▸ Texte à lire
Ce sujet de la médecine du travail, sans doute l’un des plus importants que nous ayons eu à aborder à l’occasion de ce débat sur les retraites, mérite que la sérénité regagne nos travées, monsieur le président.
Je ne vous cache pas notre surprise de le voir ainsi surgir au détour de ce texte. En effet, comme tous les experts, et comme les médecins du travail eux-mêmes, nous nous attendions, à la suite des discussions qui se sont engagées depuis deux ans, à ce qu’un grand texte soit préparé sur cette question. Cela explique en partie le malaise qui entoure ce dossier. Toutefois, maintenant qu’il est ouvert, nous devons en parler.
Nous ne pouvons pas limiter la réflexion sur la médecine du travail à une question de dossiers qui touchent les travailleurs dans les entreprises. L’inquiétude globale qui s’exprime est révélatrice de ce que de nombreux experts appellent la grande misère de la médecine du travail. Nous l’avons rappelé : les médecins du travail ne sont pas suffisamment nombreux ; ils forment un corps vieillissant, ce qui nous laisse entrevoir des lendemains extrêmement difficiles ; enfin, leur perception dans la société n’est pas à la hauteur de ce qu’elle devrait être compte tenu de la place qu’ils occupent ou qu’ils devraient occuper dans les entreprises. Ce constat relève sans doute du lieu commun, mais, en dépit de la complexité et de la difficulté de leur tâche, les médecins du travail sont loin de se situer au faîte des professions médicales. Ce ne sont pas les plus privilégiés en termes d’émoluments, ils ne bénéficient pas d’une très grande reconnaissance sociale, sont peu nombreux et travaillent dans des conditions difficiles, alors même qu’ils jouent un rôle déterminant dans l’entreprise.

▸ Données recueillies
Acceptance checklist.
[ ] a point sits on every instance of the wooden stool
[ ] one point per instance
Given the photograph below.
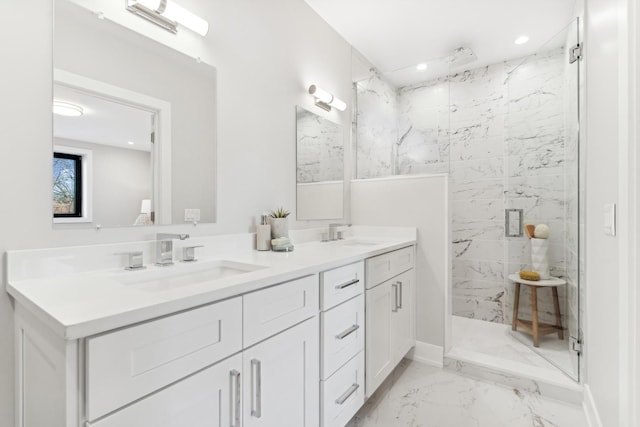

▸ Exercices à faire
1. Dans le texte sur la médecine du travail, à quoi l'orateur et les siens s'attendaient-ils à la suite des discussions engagées depuis deux ans ?
2. Recopiez le passage du texte sur la médecine du travail qui va de « Je ne vous cache » à « devons en parler. ».

▸ Corrigé
1. À ce qu'un grand texte soit préparé sur la question de la médecine du travail.

2.
Je ne vous cache pas notre surprise de le voir ainsi surgir au détour de ce texte. En effet, comme tous les experts, et comme les médecins du travail eux-mêmes, nous nous attendions, à la suite des discussions qui se sont engagées depuis deux ans, à ce qu’un grand texte soit préparé sur cette question. Cela explique en partie le malaise qui entoure ce dossier. Toutefois, maintenant qu’il est ouvert, nous devons en parler.